### DOCUMENT EXTRACT
Microsoft search engine Bing announced this week an enhancement to its search for health data (Bing Health) which is available through the regular search engine at http://www.bing.com/.
You can now search for health related information and get information boxes at the top of the page. Did you know January is Thyroid Awareness Month? I did a search for hypothyroid and got the following at the top of my search result:
Note that Bing is giving me the results for hypothyroidism, and not hypothyroid. There is a result box for the word hypothyroid but it’s much less extensive.
Anyway, this search gives you an overview of what hypothyroid means, as well as pointers to data about related disorders, drugs, and procedures; it looks like most of the content is brought to you by the Mayo Clinic. You can get a more extensive overview of hypothyroidism by clicking on the word at the top of the summary box, or do more extensive searches by clicking on one of the related drugs, conditions, or procedures.
I was kind of surprised by the related drugs list; I would have thought that Levothyroxine would be on the list. That was a bit of a problem with Bing’s box of results — the related items didn’t have enough context. Maybe the links to other searches could include content from the Mayo Clinic at the top of the results, with an overview of the drug?
I know this kind of information is available because I did a search for Levothyroxine, which gave me an information box like this:
This information box looks similar to the conditions box except you get pointers to basic information about the drug as well as pointers to related drugs and a list of conditions that the drug is used for. The basic information pointers link to an article, while the conditions and related drugs link to Web searches again.
You can do searches for conditions in the vernacular (Tennis Elbow) but I had mixed results in searching for symptoms like runny nose, headache, and fever. Sometimes I’d get a brief information box, sometimes I’d get nothing but the regular Bing results. The search male-pattern baldness did not get me an information box result, while the regular search baldness did — and listed “male-pattern baldness” as a related condition.
In addition to getting information on health conditions, you can also get results about medical facilities. I did a search for Cedars-Sinai Medical Center and got a little box of information:
Here you can get contact information for the medical facilities, including ratings from HHS.gov and links to nearby facilities. But there’s no map, and the URL that Bing denotes as the “official” URL for the facility isn’t on the Web results page until about halfway down!
These quick information boxes will help you get to the basics of a medical condition or a medical facility quickly. But wow, I wish there was more guidance — a list of important vocabulary words or a package of useful Web sites — to take you beyond the basics into more extensive searching.

### Natural-language descriptions of regions
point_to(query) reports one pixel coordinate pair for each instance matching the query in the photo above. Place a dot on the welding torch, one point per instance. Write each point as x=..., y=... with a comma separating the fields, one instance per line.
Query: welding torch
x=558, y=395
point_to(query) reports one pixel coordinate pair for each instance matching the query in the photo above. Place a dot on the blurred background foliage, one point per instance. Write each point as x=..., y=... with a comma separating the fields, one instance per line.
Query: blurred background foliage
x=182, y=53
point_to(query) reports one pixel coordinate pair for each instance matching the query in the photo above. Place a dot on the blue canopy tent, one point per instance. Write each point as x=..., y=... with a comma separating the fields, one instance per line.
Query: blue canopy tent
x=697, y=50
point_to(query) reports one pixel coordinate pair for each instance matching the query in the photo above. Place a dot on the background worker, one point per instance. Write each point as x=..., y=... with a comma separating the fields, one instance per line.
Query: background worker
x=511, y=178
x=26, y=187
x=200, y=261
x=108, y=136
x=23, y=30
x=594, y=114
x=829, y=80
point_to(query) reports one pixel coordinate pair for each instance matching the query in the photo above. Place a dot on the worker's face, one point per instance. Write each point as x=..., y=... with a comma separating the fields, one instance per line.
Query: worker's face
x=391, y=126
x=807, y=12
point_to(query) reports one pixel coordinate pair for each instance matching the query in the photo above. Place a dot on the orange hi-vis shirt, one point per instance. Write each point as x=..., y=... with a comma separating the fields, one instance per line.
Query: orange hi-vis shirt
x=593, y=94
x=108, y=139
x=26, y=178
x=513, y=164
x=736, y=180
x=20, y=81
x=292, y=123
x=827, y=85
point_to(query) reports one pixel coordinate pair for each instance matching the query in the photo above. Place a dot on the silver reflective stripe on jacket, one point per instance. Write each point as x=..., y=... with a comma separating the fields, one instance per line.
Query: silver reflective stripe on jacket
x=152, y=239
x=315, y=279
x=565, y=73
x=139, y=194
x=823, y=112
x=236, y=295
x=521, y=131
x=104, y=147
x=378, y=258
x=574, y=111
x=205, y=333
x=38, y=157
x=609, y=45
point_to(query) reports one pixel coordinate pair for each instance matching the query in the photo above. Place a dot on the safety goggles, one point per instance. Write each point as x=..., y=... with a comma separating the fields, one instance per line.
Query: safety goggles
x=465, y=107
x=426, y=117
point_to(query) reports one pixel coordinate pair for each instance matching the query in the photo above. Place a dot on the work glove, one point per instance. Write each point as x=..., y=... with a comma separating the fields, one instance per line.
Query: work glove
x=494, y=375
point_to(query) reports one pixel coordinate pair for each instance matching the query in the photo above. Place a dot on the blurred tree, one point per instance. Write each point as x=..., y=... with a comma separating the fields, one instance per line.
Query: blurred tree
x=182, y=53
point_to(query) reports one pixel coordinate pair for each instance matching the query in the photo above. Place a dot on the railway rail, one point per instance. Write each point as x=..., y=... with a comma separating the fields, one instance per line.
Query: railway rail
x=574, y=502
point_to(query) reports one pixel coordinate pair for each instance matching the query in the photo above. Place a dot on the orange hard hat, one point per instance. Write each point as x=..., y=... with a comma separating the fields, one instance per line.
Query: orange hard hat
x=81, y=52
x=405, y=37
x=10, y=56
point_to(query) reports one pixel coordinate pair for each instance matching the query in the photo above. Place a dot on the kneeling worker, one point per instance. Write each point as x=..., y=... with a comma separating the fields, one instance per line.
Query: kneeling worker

### TASKS AND EXERCISES
a - In the Bing Health article, which organization appears to supply most of the content in the hypothyroidism information box?
b - How would you render this sentence from the Bing Health article in Spanish: "You can now search for health related information and get information boxes at the top of the page."
c - Pull out the stretch of the Bing Health article from "I was kind of" through "of the drug?".

### EXERCISE ANSWERS
a - The Mayo Clinic.

b - Ahora puedes buscar información relacionada con la salud y obtener cuadros de información en la parte superior de la página.

c -
I was kind of surprised by the related drugs list; I would have thought that Levothyroxine would be on the list. That was a bit of a problem with Bing’s box of results — the related items didn’t have enough context. Maybe the links to other searches could include content from the Mayo Clinic at the top of the results, with an overview of the drug?